Write out the entries below exactly as they stand. Skip every image.

━━━━

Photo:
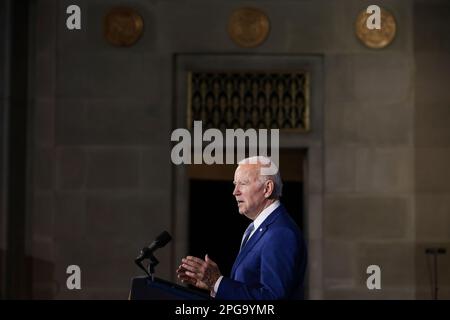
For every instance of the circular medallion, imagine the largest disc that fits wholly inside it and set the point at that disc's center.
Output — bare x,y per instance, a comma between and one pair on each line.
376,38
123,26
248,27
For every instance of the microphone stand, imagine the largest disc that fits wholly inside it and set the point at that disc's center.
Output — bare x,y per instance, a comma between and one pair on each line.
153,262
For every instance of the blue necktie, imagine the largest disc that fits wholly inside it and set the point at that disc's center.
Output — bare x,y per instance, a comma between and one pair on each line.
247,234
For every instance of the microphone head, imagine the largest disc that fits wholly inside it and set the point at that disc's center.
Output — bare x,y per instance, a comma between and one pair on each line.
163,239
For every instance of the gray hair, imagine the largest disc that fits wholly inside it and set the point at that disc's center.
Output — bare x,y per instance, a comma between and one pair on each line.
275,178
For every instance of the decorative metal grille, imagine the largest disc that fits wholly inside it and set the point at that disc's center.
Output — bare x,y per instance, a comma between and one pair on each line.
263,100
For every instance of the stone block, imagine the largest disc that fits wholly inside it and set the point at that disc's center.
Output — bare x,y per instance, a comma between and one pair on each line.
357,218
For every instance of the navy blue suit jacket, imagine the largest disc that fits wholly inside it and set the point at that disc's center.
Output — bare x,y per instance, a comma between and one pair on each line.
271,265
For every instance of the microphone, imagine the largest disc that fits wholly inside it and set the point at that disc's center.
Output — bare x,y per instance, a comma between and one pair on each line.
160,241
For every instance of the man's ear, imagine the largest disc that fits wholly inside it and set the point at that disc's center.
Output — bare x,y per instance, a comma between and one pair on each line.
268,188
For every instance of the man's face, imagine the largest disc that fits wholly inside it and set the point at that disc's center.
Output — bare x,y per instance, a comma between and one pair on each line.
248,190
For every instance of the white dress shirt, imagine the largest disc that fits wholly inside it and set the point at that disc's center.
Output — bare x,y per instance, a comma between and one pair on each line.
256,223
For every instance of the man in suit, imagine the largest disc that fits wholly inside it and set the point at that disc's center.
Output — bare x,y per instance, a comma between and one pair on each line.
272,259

━━━━

◆ **ANSWER TO THE PROBLEM**:
Photo:
For every instance of the circular medallion, imagine the largest disc that fits wholly inside it and set the point at that disc's center.
Output — bare x,y per instance, a comma between and one pair on each line.
376,38
123,26
248,27
For every instance of the microphone stand, imagine the largest disc that fits wholly inside it and set the point at that disc's center.
Output — bare x,y per instance, a comma between and one pair on each line.
153,262
For every instance of the blue necktie, imagine the largest disc that fits wholly inside it and set the point at that disc's center.
Output — bare x,y per instance, a comma between and one pair on each line.
247,234
For every instance of the microphone head, imagine the largest disc that fits wholly inside it and set the point at that disc's center.
Output — bare x,y per instance, a comma between and one pair on each line.
163,239
For every instance of the gray hair, imagine the largest disc that fits wholly inside it and set the point at that disc's center.
Output — bare x,y per instance, a comma between and one pair on each line.
275,178
For every instance of the decorative metal grille, imagine the largest disc that fits wholly inside it and set the point at that disc's center.
Output — bare x,y per instance, a comma between and one pair on each line.
263,100
For every instance of the stone block, imagine the largest disc that fits wholly inside it and set the point at that disc's center.
Output — bare x,y per instance, a comma between and one pair on each line.
357,218
For every instance of the navy blue suit jacket, imagine the largest disc that fits wholly inside it and set the point at that disc's center.
Output — bare x,y per instance, a comma between and one pair on each line.
271,265
For every instance of the microphone, imagine the largest disc that fits wholly inside it and set the point at that disc's center.
Output — bare x,y per instance, a comma between and one pair on each line.
160,241
For every instance of the man's ear, imagine the largest disc that fits wholly inside it and set the point at that disc's center.
Output — bare x,y per instance, a comma between and one pair on each line.
268,188
For every instance of the man's face, imagine the largest disc that fits wholly inside it and set the point at that disc's center.
Output — bare x,y per instance, a comma between and one pair on each line.
248,190
For every instance of the white dress shirt, imagine the largest disc that fits wholly inside it and set the point at that disc's center.
Output — bare x,y per instance, a comma between and one pair on each line.
256,223
For every instance of the man in suit, imagine the largest disc that fits wholly inside it and set the point at that disc's center.
Output — bare x,y per instance, a comma between and one pair on each line.
272,259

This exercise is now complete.